Continue the passage about General Motors stock from the point where it stops.

SELECTED EXTRACT Block Start

Automakers have faced numerous challenges over the past three years. When the COVID-19 pandemic hit, demand plunged and most auto factories had to close for two months or more. Then demand recovered almost overnight, forcing automakers to ramp up production rapidly. Before long, supply chain disruptions -- particularly a global semiconductor shortage -- began to wreak havoc with output. Soon thereafter, commodity costs surged. And now, inflation, rising interest rates, and the threat of a recession pose a threat to demand.
As a result, investors have lost patience with auto stocks like General Motors (GM 0.18%). GM stock has lost 45% of its value year to date. However, General Motors remains highly profitable, making it a great stock to buy in July following this sharp pullback in its share price.
Good news or bad news?
On Friday, General Motors reported that U.S. vehicle deliveries fell 15% year over year in the second quarter. Some models posted big increases as supply improved compared to 2021, but new production disruptions contributed to sharp declines for other models.
GM also revealed that it ended the quarter with 95,000 mostly complete vehicles in its inventory. It will need to install certain components that were unavailable due to supply chain disruptions before shipping those vehicles to dealers and recognizing revenue. As a result, GM expects quarterly net income between $1.6 billion and $1.9 billion, well below the analyst consensus.

SELECTED EXTRACT Block End
MATERIAL SHOWN Block Start

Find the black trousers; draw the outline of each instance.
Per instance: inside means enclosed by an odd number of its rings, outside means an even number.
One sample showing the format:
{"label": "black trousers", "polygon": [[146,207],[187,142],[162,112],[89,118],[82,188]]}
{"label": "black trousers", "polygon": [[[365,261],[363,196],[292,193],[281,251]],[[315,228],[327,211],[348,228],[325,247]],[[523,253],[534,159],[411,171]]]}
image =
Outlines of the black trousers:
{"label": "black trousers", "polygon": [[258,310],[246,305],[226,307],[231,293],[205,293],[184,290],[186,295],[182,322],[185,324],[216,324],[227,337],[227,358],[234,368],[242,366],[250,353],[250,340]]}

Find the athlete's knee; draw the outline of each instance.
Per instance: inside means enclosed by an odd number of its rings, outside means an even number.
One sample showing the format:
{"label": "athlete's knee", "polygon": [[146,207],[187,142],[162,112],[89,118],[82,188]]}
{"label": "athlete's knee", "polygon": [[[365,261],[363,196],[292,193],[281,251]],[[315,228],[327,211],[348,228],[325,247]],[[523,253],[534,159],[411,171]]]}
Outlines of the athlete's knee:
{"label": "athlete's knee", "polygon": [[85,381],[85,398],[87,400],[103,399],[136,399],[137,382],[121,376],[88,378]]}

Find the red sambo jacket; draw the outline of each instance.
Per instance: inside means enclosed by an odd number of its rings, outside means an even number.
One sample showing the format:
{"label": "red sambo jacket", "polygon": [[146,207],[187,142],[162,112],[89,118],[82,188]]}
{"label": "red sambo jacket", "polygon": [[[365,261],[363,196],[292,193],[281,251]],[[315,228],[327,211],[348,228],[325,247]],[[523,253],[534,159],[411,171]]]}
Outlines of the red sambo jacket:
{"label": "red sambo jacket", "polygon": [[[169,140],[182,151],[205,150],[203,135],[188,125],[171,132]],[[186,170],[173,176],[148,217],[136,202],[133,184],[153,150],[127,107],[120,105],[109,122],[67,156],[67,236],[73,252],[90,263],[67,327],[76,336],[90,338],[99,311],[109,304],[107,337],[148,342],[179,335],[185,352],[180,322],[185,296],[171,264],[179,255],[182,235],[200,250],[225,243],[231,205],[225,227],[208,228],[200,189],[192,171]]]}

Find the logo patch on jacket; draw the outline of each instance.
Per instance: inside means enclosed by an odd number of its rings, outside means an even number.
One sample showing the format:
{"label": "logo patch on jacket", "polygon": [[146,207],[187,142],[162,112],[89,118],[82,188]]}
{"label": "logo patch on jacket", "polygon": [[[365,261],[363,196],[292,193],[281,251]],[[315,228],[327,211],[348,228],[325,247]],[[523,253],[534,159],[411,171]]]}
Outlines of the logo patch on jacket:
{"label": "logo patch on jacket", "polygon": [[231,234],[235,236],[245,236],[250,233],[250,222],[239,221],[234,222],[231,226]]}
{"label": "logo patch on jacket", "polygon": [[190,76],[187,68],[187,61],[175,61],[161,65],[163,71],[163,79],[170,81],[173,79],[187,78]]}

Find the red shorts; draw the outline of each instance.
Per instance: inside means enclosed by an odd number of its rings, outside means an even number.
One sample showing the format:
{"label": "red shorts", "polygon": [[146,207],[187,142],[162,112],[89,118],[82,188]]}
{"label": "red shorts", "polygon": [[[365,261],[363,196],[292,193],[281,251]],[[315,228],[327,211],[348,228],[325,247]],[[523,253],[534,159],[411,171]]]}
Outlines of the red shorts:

MATERIAL SHOWN Block End

WRITTEN ANSWER:
But on the bright side, GM anticipates that it gained market share last quarter, as supply constraints had an even greater impact on some of its rivals. Additionally, tight supply has allowed it to keep incentive spending at historic lows (2.3% of average transaction prices, compared to roughly 13% a few years ago). Most importantly, GM maintained its full-year guidance, as it expects to clear most or all of its backlog of incomplete vehicles by year-end.
Some investors and analysts appear to be frustrated that chip supply constraints are still impacting production. This seems like a tempest in a teapot. The 45% drop in GM's stock price this year looks like a massive overreaction to temporary headwinds, particularly given that the company's underlying earnings forecast hasn't changed.
A bigger bargain than ever
Based on management's projection that adjusted earnings per share (EPS) will come in between $6.50 and $7.50 this year, GM stock currently trades for less than five times earnings. Excluding the company's loss-making but extremely valuable autonomous driving subsidiary (Cruise), the stock is even cheaper.
To some extent, a low valuation can be explained by GM's status as a cyclical business. Automakers' profits typically decline significantly during recessions.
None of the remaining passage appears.